(Source records)

============

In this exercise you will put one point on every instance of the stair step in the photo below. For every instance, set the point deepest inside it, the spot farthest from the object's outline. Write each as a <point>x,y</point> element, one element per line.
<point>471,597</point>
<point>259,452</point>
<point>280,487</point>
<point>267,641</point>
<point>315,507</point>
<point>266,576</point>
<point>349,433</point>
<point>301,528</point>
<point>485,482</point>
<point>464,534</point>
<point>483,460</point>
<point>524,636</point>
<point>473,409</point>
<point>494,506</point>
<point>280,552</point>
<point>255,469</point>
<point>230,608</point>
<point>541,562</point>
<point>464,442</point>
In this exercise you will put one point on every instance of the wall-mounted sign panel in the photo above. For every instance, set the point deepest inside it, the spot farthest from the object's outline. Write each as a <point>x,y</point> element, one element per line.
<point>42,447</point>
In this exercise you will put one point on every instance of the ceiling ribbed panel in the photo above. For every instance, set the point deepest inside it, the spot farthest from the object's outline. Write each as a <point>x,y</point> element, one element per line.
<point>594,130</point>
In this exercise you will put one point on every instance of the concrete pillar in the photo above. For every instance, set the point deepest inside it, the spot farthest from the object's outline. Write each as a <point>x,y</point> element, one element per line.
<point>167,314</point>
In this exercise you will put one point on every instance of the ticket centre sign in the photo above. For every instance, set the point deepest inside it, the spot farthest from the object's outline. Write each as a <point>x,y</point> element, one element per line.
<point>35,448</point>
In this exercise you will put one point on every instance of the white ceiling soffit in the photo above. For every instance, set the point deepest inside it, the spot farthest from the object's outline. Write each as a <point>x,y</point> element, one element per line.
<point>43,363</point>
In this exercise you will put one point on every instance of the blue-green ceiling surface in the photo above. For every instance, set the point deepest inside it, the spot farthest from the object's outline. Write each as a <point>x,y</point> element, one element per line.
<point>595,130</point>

============

- _WRITTEN EXERCISE_:
Retype the lines above verbatim, beginning at the line that contains "of the ticket" and stopping after the line that contains "<point>43,363</point>", with both of those lines included.

- _RESPONSE TO THIS EXERCISE_:
In this exercise you will put one point on every instance of the ticket centre sign in the photo above. For every instance, set the point deepest inside it, the spot farthest from the object's outline. Write each as a <point>x,y</point> element, one element per line.
<point>35,448</point>
In this exercise you will put one point on every instance of the white ceiling soffit in the photo above. For every instance, set the point deepest inside it, the spot farthest from the object's outline. Write each as a <point>x,y</point> element, one element per line.
<point>43,363</point>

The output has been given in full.